Material for this exercise -
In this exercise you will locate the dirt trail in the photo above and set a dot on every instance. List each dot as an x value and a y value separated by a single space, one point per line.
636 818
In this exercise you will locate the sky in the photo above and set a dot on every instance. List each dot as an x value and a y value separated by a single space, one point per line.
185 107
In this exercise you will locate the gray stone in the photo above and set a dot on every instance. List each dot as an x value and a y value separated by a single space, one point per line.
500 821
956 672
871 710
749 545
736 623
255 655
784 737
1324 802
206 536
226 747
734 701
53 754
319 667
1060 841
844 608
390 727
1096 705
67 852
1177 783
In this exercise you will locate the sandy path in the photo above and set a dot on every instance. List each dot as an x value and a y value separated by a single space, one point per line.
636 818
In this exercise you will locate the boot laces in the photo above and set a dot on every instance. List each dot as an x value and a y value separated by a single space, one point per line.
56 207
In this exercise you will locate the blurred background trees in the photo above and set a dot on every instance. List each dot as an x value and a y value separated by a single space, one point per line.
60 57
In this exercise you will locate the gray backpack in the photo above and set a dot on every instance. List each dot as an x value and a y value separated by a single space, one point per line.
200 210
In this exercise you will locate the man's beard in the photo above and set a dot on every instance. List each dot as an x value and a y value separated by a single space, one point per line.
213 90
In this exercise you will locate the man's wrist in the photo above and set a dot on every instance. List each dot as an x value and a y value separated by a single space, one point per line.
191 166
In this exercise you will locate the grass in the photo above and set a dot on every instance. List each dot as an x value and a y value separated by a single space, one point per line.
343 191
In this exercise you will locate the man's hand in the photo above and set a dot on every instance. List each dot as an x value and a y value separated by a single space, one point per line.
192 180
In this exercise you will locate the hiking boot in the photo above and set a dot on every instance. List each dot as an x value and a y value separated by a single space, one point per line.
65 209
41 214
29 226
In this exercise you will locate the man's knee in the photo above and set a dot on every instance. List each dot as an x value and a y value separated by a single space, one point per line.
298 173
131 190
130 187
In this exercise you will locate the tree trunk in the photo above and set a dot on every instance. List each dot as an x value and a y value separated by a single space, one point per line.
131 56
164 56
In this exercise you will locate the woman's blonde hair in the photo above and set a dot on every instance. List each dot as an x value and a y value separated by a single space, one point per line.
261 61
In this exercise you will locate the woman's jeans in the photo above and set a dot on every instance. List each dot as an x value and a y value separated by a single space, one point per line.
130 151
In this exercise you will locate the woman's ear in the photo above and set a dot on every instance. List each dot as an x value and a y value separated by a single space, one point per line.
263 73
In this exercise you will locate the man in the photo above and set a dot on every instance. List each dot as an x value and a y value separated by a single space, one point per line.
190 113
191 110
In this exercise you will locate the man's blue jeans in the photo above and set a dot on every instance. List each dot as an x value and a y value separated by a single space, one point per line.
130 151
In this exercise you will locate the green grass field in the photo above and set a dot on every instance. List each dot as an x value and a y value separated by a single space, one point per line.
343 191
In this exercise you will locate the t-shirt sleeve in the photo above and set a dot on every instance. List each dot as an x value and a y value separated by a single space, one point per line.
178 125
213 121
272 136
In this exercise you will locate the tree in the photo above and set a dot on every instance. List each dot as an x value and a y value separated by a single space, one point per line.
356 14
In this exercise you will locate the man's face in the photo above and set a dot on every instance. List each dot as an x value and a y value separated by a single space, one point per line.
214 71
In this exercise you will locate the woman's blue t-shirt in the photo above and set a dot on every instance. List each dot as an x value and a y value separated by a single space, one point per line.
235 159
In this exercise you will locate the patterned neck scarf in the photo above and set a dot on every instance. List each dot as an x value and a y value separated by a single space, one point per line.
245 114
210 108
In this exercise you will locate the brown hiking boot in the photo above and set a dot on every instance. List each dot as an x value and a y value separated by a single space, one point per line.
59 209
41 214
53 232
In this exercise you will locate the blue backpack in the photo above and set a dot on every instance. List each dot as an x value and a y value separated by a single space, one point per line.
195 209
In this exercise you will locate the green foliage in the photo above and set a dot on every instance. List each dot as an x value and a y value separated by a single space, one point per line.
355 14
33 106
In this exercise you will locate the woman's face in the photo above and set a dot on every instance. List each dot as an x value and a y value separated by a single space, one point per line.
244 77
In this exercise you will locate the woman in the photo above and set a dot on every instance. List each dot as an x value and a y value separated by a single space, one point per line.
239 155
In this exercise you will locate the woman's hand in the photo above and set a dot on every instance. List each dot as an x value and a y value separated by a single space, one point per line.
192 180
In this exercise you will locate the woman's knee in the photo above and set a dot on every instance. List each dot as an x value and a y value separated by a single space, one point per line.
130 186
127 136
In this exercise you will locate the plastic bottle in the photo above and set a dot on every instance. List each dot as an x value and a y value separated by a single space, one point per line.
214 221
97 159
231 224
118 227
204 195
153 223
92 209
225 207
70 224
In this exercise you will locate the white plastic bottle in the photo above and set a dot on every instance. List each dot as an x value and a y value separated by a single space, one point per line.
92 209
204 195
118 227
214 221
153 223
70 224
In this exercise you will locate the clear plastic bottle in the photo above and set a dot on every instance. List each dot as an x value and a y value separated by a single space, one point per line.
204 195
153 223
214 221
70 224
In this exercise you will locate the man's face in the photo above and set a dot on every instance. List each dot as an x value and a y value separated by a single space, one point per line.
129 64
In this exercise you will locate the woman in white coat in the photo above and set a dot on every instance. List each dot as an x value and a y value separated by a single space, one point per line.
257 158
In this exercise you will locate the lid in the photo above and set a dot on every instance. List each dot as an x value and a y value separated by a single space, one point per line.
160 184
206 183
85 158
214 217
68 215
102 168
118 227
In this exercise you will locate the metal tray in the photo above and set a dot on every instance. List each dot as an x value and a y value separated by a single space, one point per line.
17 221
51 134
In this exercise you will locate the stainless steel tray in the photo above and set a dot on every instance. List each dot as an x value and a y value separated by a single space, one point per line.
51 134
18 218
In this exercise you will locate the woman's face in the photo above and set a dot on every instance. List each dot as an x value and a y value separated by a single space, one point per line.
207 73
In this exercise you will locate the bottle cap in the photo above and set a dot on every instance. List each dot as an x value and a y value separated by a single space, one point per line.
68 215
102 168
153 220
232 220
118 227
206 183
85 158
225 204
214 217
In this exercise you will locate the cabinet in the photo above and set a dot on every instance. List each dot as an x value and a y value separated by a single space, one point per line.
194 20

Problem to solve -
Please give back the entries above, unchanged and complete.

Answer box -
In this exercise you will locate the dirt trail in the photo above and set a dot on every instance. List each dot as an x value and a y value separated by a single space, one point per line.
636 818
In this exercise you will locate the sky in the photo above and set a dot on every instance. List each dot as an x value and a y value separated by a single space, one point per line.
185 107
In this exercise you will locate the gray stone in the photo above and set a dot on every instance. List each dot as an x value and a y value separated by a single space, one point per line.
500 821
956 672
871 710
749 545
736 623
255 655
784 737
1324 802
206 536
226 747
734 701
53 754
319 667
1060 841
844 608
390 727
1096 705
67 852
1177 783
In this exercise you will locate the sandy path in the photo above and set a dot on every instance. List each dot as an x value and a y value separated by a single space, one point per line.
636 818
In this exercise you will locate the boot laces in the photo above and set a dot on every instance. List each dot as an x value and a y value separated by a single space, one point per line.
56 207
In this exercise you will locate the blurred background trees in the photo above and set a dot on every instance. List each dot as an x value and a y value separated by a single space, one point per line.
60 57
In this exercise you will locate the gray backpack in the photo above and set a dot on every instance. List each dot as an x value and a y value separated by a single space, one point per line.
200 210
In this exercise you will locate the man's beard in the photo above and set a dot on every instance. List each dot as an x value and a y value separated by a single space, one point per line.
213 90
In this exercise you will locate the man's wrist in the photo above and set a dot on every instance. List each dot as an x value and a y value separated by a single space, one point per line.
191 166
In this exercise you will locate the grass in the photo above and set a dot on every instance. List each dot as an x value and a y value separated by a single space, one point per line.
343 191
In this exercise you will locate the man's hand in the photo above and set a dot on every instance. List each dot as an x value and a y value separated by a single space, one point per line.
192 180
In this exercise you will locate the hiking boot in the photo above and set a dot on every instance. List each dot as an x value and a y value separated by a single space, one point per line.
65 209
41 214
29 226
In this exercise you will locate the man's knee in the photo above and set a dot on every instance. List each dot as an x value and a y value separated by a single space, one point per line.
298 173
131 190
130 187
In this exercise you will locate the tree trunk in the photo above and set a dot on every instance. List each dot as an x value and a y value separated by a single space, one point per line.
131 56
164 56
In this exercise you will locate the woman's blonde hair in the photo above and set a dot on every instance. List each dot as an x value and a y value separated by a single space, one point per line.
261 61
In this exercise you will locate the woman's jeans in the photo above and set a dot on every instance. List each dot as an x value and a y value separated by a single space, one point per line.
130 151
In this exercise you will locate the woman's ear in the photo above and set a dot on every instance. List each dot as an x value and a y value separated by a single space, one point per line.
263 73
In this exercise you will locate the man in the photo above and set a dot on every instance. List each dot as an x value and a y value separated by a single space, one point per line.
190 113
191 110
In this exercise you will locate the man's blue jeans in the photo above and set a dot on every instance. List each dot as an x value and a y value separated by a single space, one point per line.
130 151
In this exercise you will locate the green grass field in the photo above and set a dot on every instance. List each dot as an x value and a y value separated by a single space, one point per line.
343 191
In this exercise you will locate the t-shirt sleeve in the photo above and set a dot on every instance. List each dot as an x value and a y value separated by a single space, one point per line.
178 125
213 121
272 136
In this exercise you will locate the tree in the photo above and set a dot on every instance. List each dot as an x value and a y value separated by a single space, one point per line.
356 14
In this exercise you will locate the man's face in the photo above and set a dot on every instance. List each dot as an x value and a y value separated by a single space, one point per line.
214 71
In this exercise you will locate the woman's blue t-shirt in the photo above and set a dot on every instance. List each dot as an x value and a y value separated by a single space, one point per line.
235 159
In this exercise you will locate the patterned neck scarf in the photo above and set a dot on every instance. List each dot as an x value and a y value separated by a single space, one point per line.
245 114
210 108
In this exercise you will locate the brown hiking boot in the photo above and set a dot on every instance. List each dot as an x value and a y value separated by a single space, one point per line.
59 209
41 214
53 232
In this exercise you will locate the blue backpack in the photo above and set a dot on every instance. List each dot as an x value and a y value separated by a single space, one point per line.
195 209
In this exercise you will locate the green foliage in the photo above and set a dot on every instance. List each dot as an x value and a y value separated by a single space, one point per line.
355 14
33 106
In this exercise you will locate the woman's face in the photo above and set a dot on every instance. List each dot as an x value and a y value separated by a single space, one point per line.
244 77
In this exercise you will locate the woman in the photo above and set a dot on every instance. List each dot as an x value and a y value separated by a single space, one point per line.
239 155
In this exercise you will locate the woman's hand in the photo above and set a dot on every instance. List each dot as an x value and a y value separated by a single space, one point per line.
192 180
In this exercise you will locate the woman's knee in the photo above and set a dot on every instance. List each dot as an x value and a y value separated by a single space, one point per line.
130 186
127 136
In this exercise you will locate the plastic bottle in the photo above and set a dot on every instance. List each dot as an x value and a y value separated by a single space, one point per line.
214 221
97 159
231 224
118 227
204 195
153 223
92 209
225 207
70 224
In this exercise you will locate the white plastic bottle in the photo above and set a dot on every instance. List each dot as an x value and a y value separated by a single space, one point per line.
92 209
204 195
118 227
214 221
153 223
70 224
In this exercise you will locate the clear plastic bottle in the photo above and set a dot on every instance. List each dot as an x value and a y value separated by a single space, one point per line.
204 195
153 223
214 221
70 224
In this exercise you will locate the man's face in the photo above and set a dot on every instance. List each dot as an x value and a y value separated by a single space, one point per line.
129 64
In this exercise you will locate the woman in white coat in the photo above and set a dot on every instance. List each dot as an x value and a y value separated by a single space, one point per line.
257 158
In this exercise you will locate the lid in the photo above and set a dot on every instance. List each dot as an x value and a y value separated by a single space, one point per line.
160 184
206 183
85 158
214 217
68 215
102 168
118 227
In this exercise you will locate the metal tray in the photo above and set a dot on every instance. List each dot as an x value and a y value separated by a single space, one point per line.
17 221
51 134
In this exercise you will locate the stainless steel tray in the photo above and set a dot on every instance. List each dot as an x value and a y value separated by a single space, one point per line.
51 134
18 218
In this exercise you will locate the woman's face in the photo above and set a dot on every instance. List each dot as an x value and a y value separated by a single space, one point per line.
207 73
In this exercise you will locate the bottle cap in the photo above and set a dot on every instance. List each dot as an x value and a y value separated by a single space, one point per line.
68 215
102 168
153 220
232 220
118 227
206 183
85 158
225 204
214 217
In this exercise you will locate the cabinet in the photo above and set a dot on every instance. List each dot as an x value and a y value separated by a single space, one point per line.
194 20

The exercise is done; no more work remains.